## What to produce
How many lines in the items below contain the word "tree"? Reply with the number alone.

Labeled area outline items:
* * * * * * * * *

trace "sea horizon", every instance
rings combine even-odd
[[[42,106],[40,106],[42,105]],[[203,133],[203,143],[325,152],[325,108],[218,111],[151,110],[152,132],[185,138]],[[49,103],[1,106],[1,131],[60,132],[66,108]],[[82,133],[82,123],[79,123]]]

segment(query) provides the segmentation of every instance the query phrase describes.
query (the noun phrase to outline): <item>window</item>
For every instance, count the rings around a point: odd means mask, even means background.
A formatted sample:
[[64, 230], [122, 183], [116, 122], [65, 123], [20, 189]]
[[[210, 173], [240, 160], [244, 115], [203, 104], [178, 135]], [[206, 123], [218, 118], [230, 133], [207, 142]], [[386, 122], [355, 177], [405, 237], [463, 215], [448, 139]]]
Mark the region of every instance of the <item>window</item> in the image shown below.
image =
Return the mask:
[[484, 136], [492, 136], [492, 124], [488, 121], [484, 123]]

* * * * * * * * *

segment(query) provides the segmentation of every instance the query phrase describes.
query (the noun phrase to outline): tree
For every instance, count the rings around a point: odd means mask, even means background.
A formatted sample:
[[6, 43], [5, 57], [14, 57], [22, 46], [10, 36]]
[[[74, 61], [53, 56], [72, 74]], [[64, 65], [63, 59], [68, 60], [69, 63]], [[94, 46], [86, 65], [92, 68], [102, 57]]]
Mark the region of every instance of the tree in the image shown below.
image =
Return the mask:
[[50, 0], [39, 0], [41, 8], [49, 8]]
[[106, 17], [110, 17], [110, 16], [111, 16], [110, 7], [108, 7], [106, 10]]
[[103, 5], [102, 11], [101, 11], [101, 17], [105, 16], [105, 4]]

* * * * * * * * *

## Written response
2